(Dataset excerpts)
******************************
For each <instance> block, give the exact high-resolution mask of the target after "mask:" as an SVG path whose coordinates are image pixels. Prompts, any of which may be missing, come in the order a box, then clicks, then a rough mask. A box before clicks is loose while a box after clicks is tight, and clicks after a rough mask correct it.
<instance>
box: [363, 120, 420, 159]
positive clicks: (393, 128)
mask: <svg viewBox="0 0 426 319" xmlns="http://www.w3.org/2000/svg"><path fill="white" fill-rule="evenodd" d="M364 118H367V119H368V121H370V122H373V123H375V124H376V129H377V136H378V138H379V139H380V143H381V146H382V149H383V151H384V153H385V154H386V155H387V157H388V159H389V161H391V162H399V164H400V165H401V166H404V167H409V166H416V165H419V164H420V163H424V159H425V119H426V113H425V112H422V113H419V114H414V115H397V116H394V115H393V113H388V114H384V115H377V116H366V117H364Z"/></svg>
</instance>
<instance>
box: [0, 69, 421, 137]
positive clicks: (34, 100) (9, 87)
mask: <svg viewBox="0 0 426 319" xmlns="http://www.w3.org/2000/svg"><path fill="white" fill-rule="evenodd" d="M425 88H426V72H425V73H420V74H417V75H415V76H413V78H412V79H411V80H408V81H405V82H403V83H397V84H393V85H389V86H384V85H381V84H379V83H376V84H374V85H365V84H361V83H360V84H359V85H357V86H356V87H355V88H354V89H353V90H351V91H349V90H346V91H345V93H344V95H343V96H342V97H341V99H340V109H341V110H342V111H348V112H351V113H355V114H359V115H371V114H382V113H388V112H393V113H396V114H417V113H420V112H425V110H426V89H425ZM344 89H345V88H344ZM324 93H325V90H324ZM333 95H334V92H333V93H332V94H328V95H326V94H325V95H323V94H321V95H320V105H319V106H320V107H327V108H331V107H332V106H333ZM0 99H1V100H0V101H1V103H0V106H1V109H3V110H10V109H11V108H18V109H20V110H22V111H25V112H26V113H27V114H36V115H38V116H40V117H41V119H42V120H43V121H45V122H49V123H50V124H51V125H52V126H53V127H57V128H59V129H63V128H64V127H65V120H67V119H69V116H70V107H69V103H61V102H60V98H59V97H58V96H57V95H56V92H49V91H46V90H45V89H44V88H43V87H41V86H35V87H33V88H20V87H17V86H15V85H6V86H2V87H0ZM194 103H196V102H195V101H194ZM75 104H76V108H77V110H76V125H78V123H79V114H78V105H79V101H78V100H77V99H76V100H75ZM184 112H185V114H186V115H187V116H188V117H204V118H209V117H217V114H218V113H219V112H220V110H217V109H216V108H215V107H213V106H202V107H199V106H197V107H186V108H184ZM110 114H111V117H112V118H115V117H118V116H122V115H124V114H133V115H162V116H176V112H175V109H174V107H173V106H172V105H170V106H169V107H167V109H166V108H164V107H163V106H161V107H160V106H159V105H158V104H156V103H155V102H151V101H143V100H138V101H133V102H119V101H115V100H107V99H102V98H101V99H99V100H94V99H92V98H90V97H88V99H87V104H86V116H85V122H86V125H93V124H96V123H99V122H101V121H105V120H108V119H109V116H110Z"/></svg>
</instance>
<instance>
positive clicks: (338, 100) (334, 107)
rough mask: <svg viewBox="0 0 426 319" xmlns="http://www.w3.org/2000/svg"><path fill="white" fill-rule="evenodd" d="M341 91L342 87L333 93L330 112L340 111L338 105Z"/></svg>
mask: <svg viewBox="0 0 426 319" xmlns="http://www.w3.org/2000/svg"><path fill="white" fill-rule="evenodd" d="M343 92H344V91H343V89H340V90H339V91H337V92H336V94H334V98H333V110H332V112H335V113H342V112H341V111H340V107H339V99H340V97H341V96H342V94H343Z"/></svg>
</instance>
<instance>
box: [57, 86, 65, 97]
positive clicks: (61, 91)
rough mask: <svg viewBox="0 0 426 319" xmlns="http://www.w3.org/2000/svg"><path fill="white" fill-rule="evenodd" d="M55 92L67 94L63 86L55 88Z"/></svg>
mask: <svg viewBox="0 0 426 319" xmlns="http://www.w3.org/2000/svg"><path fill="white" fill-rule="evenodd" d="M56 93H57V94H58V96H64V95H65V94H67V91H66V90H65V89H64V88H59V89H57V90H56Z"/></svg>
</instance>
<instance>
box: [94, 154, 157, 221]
******************************
▶ _PROBLEM STATEMENT_: Please replace "positive clicks" with "foreground clicks" throughout the rows above, and give the rows again with nothing else changed.

▶ _YOUR RESPONSE_:
For each <instance> block, give the exact high-resolution mask of the target after "mask:" as an SVG path whose coordinates are image pixels. Prompts, any of which may be missing, come in the order a box, then clicks, then a rough mask. A box before clicks is loose while a box after clicks is tight, and clicks after a rough mask correct it.
<instance>
box: [363, 120, 420, 159]
foreground clicks: (393, 128)
mask: <svg viewBox="0 0 426 319" xmlns="http://www.w3.org/2000/svg"><path fill="white" fill-rule="evenodd" d="M364 118H367V119H368V121H370V122H373V123H375V124H376V129H377V136H378V138H379V139H380V143H381V146H382V149H383V151H384V153H385V154H386V155H387V157H388V159H389V161H391V162H399V164H400V165H401V166H404V167H409V166H416V165H419V164H420V163H424V159H425V119H426V113H425V112H422V113H419V114H414V115H397V116H394V115H393V113H388V114H384V115H377V116H366V117H364Z"/></svg>
</instance>
<instance>
box: [0, 69, 421, 137]
foreground clicks: (34, 100) (9, 87)
mask: <svg viewBox="0 0 426 319" xmlns="http://www.w3.org/2000/svg"><path fill="white" fill-rule="evenodd" d="M425 88H426V72H425V73H420V74H417V75H415V76H413V78H412V79H411V80H408V81H405V82H403V83H397V84H393V85H389V86H384V85H381V84H379V83H376V84H374V85H365V84H361V83H360V84H359V85H357V86H356V87H355V88H354V89H353V90H351V91H349V90H346V91H345V93H344V95H343V96H342V97H341V99H340V109H341V110H342V111H348V112H351V113H355V114H359V115H371V114H382V113H388V112H393V113H396V114H417V113H420V112H425V110H426V89H425ZM344 89H345V88H344ZM324 93H325V90H324ZM333 95H334V92H333V93H332V94H328V95H326V94H325V95H323V94H321V95H320V105H319V106H320V107H327V108H331V107H332V106H333ZM0 99H1V100H0V101H1V103H0V106H1V109H3V110H10V109H11V108H18V109H20V110H22V111H25V112H26V113H27V114H36V115H38V116H40V117H41V119H42V120H43V121H45V122H49V123H50V124H51V125H52V126H53V127H57V128H59V129H63V128H64V127H65V120H67V119H69V116H70V107H69V103H61V102H60V98H59V97H58V96H57V95H56V92H49V91H46V90H45V89H44V88H43V87H41V86H35V87H33V88H20V87H17V86H15V85H6V86H2V87H0ZM194 103H196V102H195V101H194ZM75 104H76V108H77V110H76V125H78V123H79V114H78V105H79V101H78V100H77V99H76V100H75ZM184 112H185V114H186V115H187V116H188V117H204V118H209V117H217V114H218V113H219V112H220V110H217V109H216V108H215V107H213V106H202V107H199V106H197V107H186V108H184ZM110 114H111V117H112V118H115V117H118V116H122V115H124V114H133V115H162V116H176V112H175V109H174V107H173V106H172V105H170V106H169V107H167V109H166V108H164V107H163V106H161V107H160V106H159V105H158V104H156V103H155V102H151V101H143V100H138V101H133V102H119V101H115V100H107V99H102V98H101V99H99V100H94V99H92V98H90V97H88V99H87V104H86V116H85V122H86V125H93V124H96V123H99V122H101V121H105V120H108V119H109V116H110Z"/></svg>
</instance>
<instance>
foreground clicks: (338, 100) (334, 107)
rough mask: <svg viewBox="0 0 426 319" xmlns="http://www.w3.org/2000/svg"><path fill="white" fill-rule="evenodd" d="M341 91L342 87L333 93L330 112L340 111L338 105Z"/></svg>
mask: <svg viewBox="0 0 426 319" xmlns="http://www.w3.org/2000/svg"><path fill="white" fill-rule="evenodd" d="M343 92H344V91H343V89H340V90H339V91H337V92H336V94H334V98H333V110H332V112H335V113H342V112H341V111H340V107H339V99H340V97H341V96H342V94H343Z"/></svg>
</instance>
<instance>
box: [57, 86, 65, 97]
foreground clicks: (61, 91)
rough mask: <svg viewBox="0 0 426 319" xmlns="http://www.w3.org/2000/svg"><path fill="white" fill-rule="evenodd" d="M55 92L67 94L63 86L55 88Z"/></svg>
mask: <svg viewBox="0 0 426 319" xmlns="http://www.w3.org/2000/svg"><path fill="white" fill-rule="evenodd" d="M56 93H57V94H58V96H64V95H65V94H67V91H66V90H65V89H64V88H59V89H57V90H56Z"/></svg>
</instance>
<instance>
box: [94, 154, 157, 221]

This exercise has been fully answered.